## Instructions for the task
Please turn everything from the line containing "Could you spot the short" down to the line containing "point(32, 190)", both included, into a JSON list of strings with one string per line. Skip blank lines and leave the pictures out.

+ + + +

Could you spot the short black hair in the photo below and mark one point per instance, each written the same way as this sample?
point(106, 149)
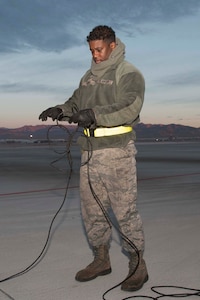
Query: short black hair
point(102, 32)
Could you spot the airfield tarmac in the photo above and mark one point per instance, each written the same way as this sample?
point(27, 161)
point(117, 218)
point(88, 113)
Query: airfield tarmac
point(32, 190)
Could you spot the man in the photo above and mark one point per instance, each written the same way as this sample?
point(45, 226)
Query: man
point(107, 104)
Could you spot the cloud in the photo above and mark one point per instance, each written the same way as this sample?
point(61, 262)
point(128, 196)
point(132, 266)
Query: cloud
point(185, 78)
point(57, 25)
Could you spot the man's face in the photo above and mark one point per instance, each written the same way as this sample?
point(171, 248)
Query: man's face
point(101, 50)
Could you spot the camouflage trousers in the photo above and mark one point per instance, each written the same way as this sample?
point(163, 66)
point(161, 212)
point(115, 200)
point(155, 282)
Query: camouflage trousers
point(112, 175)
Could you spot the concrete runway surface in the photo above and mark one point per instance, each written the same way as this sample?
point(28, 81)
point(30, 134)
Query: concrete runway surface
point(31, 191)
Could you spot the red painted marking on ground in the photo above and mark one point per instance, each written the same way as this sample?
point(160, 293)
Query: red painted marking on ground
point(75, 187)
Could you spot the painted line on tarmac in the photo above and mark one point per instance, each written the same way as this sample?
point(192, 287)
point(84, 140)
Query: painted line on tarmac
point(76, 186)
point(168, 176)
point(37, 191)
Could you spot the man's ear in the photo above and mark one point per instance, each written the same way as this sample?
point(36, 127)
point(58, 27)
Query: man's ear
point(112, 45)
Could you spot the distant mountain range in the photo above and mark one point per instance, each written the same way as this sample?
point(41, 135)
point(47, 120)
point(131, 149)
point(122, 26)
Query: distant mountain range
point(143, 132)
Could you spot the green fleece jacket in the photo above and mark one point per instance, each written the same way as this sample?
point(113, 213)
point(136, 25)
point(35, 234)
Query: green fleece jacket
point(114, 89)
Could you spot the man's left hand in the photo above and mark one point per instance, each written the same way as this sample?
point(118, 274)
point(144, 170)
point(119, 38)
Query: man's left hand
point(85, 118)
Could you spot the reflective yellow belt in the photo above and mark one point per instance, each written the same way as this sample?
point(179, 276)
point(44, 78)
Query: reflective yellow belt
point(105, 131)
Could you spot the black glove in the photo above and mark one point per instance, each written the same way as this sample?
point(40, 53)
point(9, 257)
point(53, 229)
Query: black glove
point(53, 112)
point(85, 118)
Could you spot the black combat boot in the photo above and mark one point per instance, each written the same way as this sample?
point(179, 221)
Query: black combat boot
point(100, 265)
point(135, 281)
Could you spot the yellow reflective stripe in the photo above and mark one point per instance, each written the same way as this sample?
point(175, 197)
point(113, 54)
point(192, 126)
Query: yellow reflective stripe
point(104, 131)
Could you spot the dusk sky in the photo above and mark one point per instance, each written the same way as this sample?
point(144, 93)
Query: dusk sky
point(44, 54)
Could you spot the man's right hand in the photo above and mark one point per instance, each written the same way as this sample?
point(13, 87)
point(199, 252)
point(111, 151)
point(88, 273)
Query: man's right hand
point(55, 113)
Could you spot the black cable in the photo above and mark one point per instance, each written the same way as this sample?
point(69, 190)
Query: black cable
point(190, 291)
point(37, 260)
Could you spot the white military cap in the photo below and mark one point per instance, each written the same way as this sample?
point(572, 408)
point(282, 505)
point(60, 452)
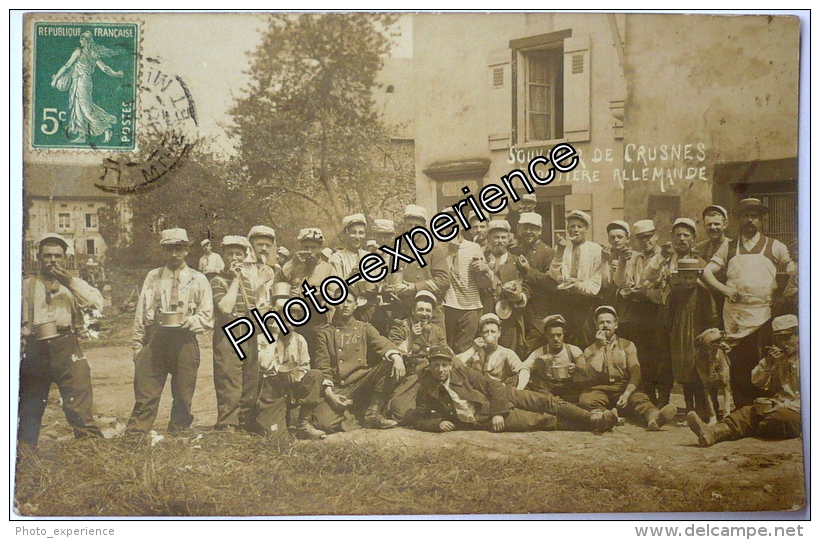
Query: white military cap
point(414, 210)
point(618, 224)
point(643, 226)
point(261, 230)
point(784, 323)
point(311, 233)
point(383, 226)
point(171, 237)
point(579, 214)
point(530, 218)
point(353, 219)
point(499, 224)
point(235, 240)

+ + + +

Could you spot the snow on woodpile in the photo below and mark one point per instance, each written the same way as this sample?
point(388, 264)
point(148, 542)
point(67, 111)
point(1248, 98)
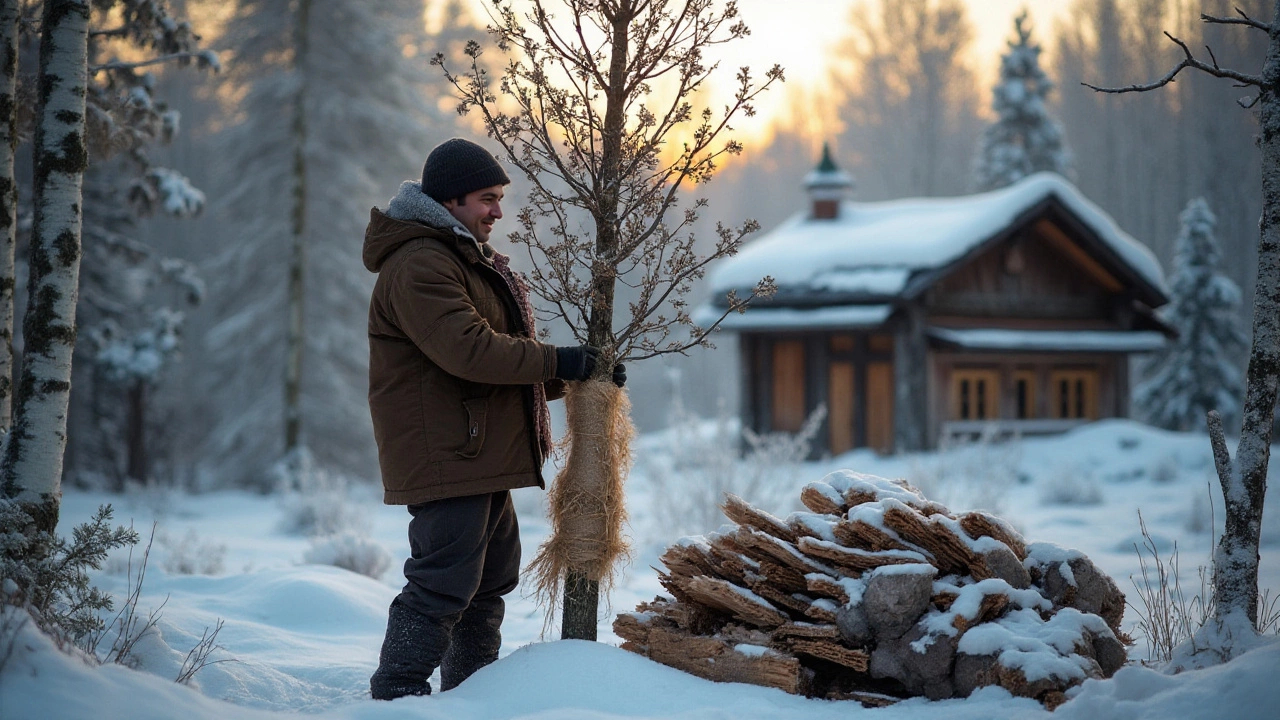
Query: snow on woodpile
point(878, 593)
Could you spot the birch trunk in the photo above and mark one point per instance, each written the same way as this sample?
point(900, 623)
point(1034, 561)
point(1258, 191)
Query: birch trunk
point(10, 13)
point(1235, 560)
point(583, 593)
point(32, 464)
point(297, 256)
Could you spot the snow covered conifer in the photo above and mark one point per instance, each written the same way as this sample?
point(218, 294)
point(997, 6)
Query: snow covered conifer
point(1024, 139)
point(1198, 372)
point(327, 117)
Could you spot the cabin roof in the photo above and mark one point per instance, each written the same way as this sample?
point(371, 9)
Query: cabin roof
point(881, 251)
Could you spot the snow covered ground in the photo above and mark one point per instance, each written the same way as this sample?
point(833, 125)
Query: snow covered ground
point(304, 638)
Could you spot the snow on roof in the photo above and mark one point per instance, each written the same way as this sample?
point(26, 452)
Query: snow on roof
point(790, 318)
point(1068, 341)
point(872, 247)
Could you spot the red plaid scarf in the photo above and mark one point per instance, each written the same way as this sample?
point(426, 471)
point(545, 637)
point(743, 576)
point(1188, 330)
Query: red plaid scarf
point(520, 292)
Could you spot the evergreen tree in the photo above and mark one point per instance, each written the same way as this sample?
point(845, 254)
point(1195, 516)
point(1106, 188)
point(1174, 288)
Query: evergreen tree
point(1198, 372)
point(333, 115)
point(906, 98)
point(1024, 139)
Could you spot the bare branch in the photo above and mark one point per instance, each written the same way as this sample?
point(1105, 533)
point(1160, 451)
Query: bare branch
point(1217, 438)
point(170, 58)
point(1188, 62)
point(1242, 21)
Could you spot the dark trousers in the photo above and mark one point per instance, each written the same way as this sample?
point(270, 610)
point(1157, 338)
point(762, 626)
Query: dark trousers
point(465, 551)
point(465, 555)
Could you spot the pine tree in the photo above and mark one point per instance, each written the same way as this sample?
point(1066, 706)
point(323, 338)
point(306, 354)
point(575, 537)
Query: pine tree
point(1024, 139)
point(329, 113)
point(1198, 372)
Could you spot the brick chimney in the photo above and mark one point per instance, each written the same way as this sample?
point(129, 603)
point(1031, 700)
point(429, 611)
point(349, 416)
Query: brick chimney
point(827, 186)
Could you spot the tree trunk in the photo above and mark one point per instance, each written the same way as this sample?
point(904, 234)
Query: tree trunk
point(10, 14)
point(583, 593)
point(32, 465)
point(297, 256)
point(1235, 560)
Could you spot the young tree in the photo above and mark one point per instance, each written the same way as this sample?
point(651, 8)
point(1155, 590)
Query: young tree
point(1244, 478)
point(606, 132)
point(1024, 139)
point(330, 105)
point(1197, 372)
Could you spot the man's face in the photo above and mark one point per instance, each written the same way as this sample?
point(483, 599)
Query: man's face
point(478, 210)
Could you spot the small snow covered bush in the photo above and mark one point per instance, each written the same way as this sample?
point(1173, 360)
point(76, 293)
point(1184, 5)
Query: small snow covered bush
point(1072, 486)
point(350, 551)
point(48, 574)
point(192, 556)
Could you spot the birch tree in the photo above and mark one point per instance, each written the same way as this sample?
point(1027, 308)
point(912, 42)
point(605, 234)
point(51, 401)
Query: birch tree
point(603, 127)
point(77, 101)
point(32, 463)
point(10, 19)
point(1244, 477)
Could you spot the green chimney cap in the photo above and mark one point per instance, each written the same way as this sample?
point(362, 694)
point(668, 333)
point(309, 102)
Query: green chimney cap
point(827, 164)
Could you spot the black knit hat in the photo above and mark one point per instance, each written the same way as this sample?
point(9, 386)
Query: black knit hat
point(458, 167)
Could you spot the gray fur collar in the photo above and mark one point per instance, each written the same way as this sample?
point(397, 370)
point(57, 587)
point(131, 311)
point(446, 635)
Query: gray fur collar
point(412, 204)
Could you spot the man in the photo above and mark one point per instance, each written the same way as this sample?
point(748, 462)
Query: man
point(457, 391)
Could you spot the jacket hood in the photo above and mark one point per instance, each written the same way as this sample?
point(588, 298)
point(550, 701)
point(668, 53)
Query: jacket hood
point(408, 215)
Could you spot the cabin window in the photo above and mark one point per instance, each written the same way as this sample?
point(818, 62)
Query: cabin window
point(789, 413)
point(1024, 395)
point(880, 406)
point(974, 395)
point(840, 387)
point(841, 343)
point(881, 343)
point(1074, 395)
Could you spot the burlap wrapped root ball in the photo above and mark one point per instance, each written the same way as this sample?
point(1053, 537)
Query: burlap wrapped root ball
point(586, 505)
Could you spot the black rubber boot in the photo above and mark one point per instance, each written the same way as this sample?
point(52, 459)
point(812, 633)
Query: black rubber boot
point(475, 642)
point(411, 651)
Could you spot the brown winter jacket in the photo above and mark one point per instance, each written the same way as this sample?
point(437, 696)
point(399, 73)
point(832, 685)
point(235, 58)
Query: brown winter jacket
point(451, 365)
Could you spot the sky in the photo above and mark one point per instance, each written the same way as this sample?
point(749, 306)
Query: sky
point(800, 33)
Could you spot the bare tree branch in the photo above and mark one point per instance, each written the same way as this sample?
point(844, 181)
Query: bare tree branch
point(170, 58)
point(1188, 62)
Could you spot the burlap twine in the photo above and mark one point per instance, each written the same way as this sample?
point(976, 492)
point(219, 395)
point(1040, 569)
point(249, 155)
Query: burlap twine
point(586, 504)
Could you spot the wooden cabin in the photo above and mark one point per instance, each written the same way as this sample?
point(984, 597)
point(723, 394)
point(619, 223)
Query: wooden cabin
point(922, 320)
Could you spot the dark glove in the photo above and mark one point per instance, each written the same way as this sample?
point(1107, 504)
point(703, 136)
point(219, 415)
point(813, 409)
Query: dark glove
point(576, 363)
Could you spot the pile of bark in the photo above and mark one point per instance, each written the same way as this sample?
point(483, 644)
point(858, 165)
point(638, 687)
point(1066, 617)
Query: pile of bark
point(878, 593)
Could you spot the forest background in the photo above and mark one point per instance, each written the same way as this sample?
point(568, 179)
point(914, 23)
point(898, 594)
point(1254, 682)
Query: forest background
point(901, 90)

+ + + +

## Problem solution
[
  "Could you spot the short black hair in the photo below and mark one point per instance, each written the same way as this sample?",
  "point(106, 149)",
  "Query: short black hair",
  "point(102, 32)",
  "Could you spot the airfield tarmac in the photo above and mark one point per instance, each written the same way as this sample?",
  "point(27, 161)",
  "point(117, 218)",
  "point(88, 113)",
  "Query: airfield tarmac",
  "point(32, 190)"
]